### INFORMATION SUPPLIED ###
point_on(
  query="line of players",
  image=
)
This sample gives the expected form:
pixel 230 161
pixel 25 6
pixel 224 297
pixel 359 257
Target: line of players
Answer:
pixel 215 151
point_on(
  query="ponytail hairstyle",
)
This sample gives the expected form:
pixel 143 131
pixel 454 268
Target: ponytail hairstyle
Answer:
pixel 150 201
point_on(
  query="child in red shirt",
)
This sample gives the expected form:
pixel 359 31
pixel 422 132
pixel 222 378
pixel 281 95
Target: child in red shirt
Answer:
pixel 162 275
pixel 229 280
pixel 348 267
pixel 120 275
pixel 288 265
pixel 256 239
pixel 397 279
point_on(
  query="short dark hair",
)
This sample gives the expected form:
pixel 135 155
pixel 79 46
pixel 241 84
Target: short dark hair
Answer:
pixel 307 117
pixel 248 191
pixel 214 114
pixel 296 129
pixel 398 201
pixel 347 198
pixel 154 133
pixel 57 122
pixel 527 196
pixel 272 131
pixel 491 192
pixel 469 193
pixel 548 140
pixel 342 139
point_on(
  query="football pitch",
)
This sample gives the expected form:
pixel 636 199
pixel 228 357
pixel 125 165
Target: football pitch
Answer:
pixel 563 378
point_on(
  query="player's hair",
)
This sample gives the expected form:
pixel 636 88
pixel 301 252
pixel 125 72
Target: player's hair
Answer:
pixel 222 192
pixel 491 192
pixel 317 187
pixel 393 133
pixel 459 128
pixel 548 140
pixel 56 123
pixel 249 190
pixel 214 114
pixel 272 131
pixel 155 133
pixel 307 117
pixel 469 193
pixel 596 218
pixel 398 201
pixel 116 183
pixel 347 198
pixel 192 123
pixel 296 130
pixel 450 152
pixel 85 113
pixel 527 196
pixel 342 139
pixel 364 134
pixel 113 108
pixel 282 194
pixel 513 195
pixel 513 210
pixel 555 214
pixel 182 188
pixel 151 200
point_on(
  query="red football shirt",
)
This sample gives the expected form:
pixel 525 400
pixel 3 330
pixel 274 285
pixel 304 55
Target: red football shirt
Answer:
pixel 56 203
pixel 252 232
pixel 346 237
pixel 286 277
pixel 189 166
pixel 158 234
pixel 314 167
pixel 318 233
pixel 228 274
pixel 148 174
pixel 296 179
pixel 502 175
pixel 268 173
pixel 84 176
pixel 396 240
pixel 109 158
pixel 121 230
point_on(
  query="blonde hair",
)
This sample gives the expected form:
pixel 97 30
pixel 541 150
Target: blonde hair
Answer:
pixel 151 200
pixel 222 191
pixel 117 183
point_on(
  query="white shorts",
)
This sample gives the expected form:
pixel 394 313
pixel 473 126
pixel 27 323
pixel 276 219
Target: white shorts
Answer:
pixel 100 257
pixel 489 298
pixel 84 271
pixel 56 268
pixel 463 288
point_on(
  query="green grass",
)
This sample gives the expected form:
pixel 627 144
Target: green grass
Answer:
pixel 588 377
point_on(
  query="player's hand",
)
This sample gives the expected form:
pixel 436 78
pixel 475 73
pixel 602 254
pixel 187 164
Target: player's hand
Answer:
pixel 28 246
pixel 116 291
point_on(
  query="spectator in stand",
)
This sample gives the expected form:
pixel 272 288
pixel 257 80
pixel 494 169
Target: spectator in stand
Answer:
###
SHORT PROBLEM >> Rewrite the listing above as a numbered list, from its first line through the line containing "pixel 563 378", including both ends and omitting blank lines.

REPLY TO THE TASK >>
1. point_on(
2.   query="line of players",
3.   image=
4. )
5. This sample gives the expected form:
6. pixel 230 161
7. pixel 25 6
8. pixel 224 297
9. pixel 359 257
10. Target: line of players
11. Answer:
12. pixel 215 151
13. point_on(
14.   query="ponytail hairstyle",
15. )
16. This sample gives the expected form:
17. pixel 143 131
18. pixel 454 268
19. Target: ponytail hairstyle
20. Answer:
21. pixel 150 201
22. point_on(
23.   query="child in red shirt",
24. )
25. This sample gives the expected form:
26. pixel 359 31
27. pixel 422 132
28. pixel 222 378
29. pixel 281 95
30. Target: child in red shirt
31. Answer:
32. pixel 162 275
33. pixel 229 280
34. pixel 348 267
35. pixel 120 275
36. pixel 288 265
37. pixel 256 239
38. pixel 397 279
39. point_on(
40.   query="short dark hair",
41. )
42. This sample gives the expected form:
43. pixel 135 155
44. pixel 79 46
45. pixel 241 84
46. Target: short dark hair
47. Answer:
48. pixel 307 117
49. pixel 248 191
50. pixel 214 114
51. pixel 296 129
52. pixel 398 201
53. pixel 347 198
54. pixel 154 133
55. pixel 57 122
56. pixel 527 196
57. pixel 272 131
58. pixel 491 192
59. pixel 469 193
60. pixel 548 140
61. pixel 342 139
62. point_on(
63.   query="football pitch",
64. )
65. This sample gives the expected form:
66. pixel 636 199
67. pixel 228 357
68. pixel 125 165
69. Target: football pitch
70. Answer:
71. pixel 563 378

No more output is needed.